## Problem description
Count the lines below that contain the string "jacket", treating uppercase and lowercase as different, and give only the number.
**** Available records
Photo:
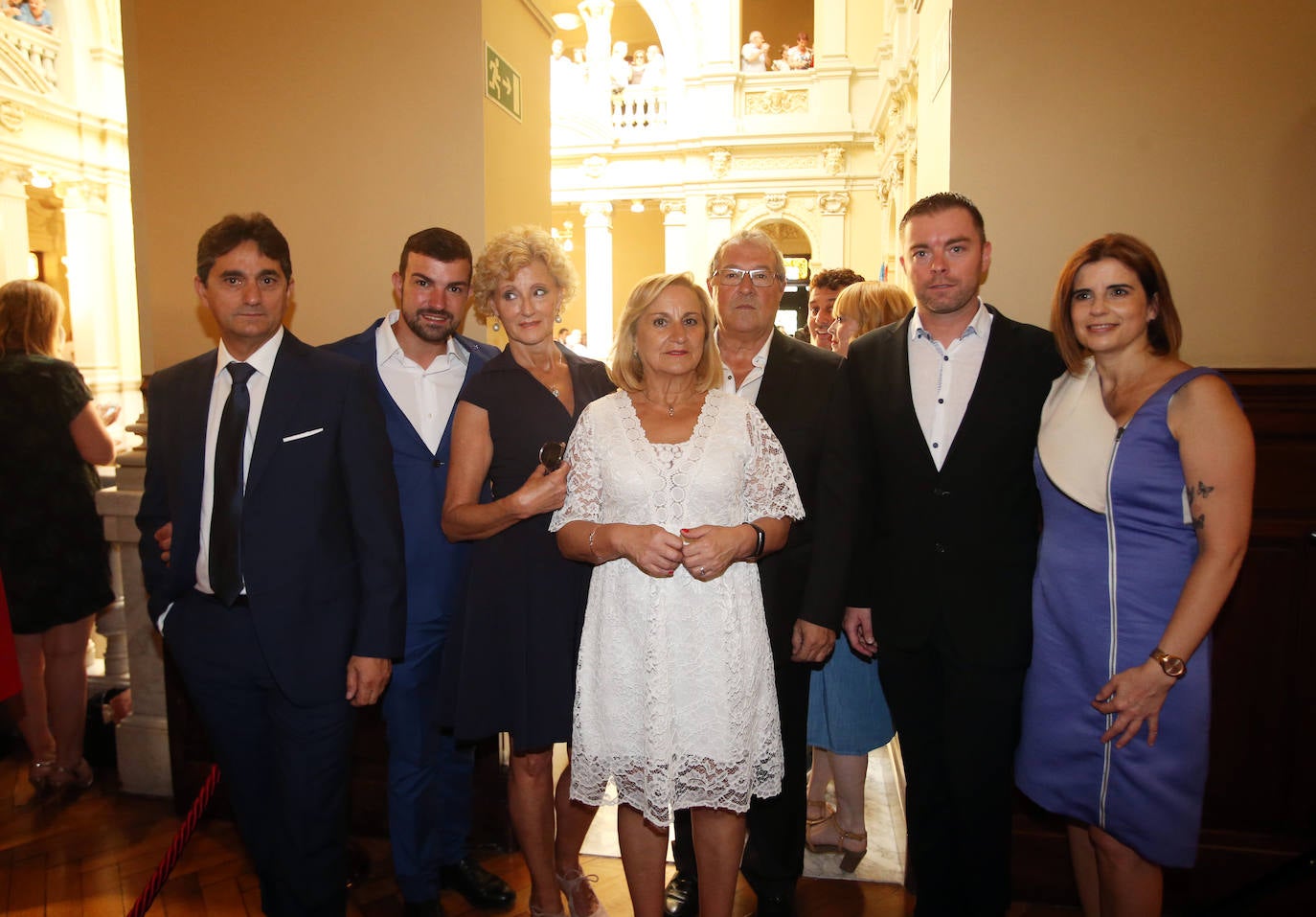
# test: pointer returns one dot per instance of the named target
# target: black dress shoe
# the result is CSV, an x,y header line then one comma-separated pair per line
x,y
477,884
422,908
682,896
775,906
********
**** Available records
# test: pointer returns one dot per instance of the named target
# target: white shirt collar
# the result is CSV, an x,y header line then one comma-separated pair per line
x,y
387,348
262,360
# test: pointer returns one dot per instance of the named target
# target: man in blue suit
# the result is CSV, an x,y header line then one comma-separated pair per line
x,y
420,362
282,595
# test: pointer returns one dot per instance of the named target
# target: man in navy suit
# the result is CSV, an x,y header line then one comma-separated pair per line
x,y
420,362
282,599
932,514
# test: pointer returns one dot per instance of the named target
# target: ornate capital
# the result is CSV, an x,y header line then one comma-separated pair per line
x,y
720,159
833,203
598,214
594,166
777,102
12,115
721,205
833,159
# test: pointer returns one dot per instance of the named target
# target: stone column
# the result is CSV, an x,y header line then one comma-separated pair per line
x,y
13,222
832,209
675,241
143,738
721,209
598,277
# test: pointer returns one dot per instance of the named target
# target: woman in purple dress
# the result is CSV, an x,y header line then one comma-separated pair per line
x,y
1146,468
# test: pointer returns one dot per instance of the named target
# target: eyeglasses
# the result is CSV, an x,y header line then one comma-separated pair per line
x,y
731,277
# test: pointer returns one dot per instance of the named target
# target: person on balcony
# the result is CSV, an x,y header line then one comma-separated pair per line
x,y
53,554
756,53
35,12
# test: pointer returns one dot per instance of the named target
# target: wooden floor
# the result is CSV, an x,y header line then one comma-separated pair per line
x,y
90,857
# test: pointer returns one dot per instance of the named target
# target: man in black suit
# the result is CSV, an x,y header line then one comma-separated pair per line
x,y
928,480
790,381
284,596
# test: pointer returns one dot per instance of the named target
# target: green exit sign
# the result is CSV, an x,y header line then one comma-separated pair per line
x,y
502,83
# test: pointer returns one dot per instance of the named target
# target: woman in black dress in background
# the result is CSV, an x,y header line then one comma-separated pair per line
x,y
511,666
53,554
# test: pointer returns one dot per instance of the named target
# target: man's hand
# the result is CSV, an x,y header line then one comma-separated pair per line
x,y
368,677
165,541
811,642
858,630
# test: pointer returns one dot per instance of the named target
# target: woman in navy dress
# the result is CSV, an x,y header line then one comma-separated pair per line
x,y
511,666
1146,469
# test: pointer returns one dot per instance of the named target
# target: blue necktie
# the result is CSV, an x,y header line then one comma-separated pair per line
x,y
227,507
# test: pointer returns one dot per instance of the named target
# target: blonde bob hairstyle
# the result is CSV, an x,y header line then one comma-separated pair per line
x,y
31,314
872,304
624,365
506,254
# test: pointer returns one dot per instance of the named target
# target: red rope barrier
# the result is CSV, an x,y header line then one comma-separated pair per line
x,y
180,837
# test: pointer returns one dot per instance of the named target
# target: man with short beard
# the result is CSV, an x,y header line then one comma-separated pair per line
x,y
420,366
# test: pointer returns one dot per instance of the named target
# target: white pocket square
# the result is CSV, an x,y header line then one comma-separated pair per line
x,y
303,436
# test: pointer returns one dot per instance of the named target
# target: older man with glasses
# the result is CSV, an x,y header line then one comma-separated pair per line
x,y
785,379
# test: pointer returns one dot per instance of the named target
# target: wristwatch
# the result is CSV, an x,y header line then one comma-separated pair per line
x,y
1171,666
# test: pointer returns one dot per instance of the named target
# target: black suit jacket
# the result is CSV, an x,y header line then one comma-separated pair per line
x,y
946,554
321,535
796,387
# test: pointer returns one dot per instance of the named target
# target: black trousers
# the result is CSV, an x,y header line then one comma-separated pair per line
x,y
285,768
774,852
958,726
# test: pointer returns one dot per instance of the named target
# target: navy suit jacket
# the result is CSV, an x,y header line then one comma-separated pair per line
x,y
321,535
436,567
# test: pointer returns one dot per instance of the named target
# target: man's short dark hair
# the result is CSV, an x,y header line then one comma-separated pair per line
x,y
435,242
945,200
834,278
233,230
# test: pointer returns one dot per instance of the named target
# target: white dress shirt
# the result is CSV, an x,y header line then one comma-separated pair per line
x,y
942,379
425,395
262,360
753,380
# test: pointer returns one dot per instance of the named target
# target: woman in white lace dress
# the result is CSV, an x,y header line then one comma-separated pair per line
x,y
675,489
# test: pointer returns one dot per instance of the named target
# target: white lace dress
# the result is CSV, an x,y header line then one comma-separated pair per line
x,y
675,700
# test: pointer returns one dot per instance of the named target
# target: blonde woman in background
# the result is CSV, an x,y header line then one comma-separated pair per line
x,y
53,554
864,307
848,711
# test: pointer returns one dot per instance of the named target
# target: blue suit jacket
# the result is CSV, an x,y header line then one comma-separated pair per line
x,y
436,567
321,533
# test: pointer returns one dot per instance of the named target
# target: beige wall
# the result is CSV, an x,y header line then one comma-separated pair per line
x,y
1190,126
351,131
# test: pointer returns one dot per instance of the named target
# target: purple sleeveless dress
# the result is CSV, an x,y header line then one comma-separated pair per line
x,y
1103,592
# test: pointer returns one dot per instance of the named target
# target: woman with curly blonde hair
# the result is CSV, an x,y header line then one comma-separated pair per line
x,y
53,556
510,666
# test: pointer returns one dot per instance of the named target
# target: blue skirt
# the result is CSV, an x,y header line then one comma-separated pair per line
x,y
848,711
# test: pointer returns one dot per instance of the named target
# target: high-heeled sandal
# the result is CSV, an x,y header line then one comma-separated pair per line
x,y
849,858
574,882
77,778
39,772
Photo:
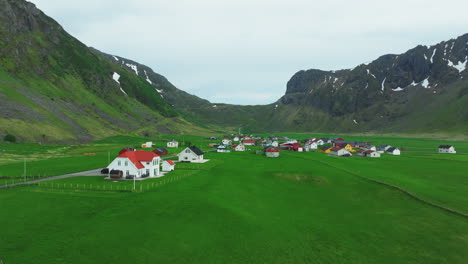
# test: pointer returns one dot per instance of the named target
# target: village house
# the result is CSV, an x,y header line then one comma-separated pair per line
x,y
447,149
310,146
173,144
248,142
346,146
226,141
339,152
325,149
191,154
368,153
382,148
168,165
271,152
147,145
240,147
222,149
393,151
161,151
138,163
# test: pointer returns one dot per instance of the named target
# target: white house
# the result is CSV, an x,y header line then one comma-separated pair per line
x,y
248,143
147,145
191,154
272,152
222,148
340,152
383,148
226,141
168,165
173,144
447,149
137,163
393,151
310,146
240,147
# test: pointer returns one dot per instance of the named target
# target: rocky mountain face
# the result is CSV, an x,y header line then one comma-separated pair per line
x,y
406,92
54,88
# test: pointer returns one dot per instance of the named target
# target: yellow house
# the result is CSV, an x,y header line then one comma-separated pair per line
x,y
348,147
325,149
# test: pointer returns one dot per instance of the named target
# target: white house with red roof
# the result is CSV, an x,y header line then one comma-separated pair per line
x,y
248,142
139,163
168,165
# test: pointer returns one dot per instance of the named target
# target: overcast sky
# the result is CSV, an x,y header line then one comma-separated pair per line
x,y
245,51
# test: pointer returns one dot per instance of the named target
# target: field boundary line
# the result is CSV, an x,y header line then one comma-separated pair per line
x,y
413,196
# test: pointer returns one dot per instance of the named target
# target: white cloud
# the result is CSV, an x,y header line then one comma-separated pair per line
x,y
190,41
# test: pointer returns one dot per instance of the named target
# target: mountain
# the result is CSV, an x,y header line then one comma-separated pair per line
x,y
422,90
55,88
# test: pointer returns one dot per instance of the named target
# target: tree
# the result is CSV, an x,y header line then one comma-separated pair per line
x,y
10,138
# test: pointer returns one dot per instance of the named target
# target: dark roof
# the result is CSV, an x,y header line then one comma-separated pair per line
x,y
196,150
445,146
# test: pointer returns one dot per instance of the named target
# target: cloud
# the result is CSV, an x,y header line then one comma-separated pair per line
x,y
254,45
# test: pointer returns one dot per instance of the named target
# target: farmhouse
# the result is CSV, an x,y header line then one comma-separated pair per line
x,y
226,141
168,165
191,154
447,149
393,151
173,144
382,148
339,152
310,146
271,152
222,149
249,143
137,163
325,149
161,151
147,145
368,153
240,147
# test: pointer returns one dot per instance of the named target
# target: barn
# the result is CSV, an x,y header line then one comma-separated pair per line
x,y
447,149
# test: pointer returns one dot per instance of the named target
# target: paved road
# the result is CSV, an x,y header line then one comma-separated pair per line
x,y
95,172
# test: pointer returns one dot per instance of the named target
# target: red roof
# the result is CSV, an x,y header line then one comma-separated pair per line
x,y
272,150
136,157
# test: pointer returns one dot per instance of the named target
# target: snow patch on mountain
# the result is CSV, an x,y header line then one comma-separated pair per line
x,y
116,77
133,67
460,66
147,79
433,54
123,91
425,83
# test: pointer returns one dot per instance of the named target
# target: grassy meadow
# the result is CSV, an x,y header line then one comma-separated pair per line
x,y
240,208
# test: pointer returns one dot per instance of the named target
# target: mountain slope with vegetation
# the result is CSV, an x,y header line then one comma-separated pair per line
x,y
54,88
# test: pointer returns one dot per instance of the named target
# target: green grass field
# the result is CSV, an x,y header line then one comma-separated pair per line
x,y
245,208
********
**** Available records
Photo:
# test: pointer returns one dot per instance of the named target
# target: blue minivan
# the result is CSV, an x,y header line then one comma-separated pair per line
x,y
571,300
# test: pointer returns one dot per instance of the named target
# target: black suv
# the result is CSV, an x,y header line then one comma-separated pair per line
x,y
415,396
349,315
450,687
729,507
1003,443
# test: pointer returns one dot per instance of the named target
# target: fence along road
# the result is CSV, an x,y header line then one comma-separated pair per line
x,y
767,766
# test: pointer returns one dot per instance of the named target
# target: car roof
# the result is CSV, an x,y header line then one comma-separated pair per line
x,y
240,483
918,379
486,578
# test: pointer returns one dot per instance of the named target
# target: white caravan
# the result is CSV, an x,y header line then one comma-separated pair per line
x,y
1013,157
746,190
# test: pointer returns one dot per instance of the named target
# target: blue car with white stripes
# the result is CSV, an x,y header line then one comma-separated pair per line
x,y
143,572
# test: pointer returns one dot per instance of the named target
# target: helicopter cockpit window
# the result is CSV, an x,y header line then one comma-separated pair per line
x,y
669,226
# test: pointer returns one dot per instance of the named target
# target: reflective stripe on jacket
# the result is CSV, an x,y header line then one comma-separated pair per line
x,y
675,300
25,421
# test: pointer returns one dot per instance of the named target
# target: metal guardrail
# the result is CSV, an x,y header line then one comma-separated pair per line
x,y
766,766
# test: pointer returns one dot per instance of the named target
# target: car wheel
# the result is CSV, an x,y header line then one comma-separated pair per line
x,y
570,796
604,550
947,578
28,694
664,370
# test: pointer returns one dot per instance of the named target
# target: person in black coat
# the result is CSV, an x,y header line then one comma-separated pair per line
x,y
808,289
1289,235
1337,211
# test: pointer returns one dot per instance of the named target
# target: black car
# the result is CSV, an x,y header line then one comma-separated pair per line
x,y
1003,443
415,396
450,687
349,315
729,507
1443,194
********
## Answer in full
4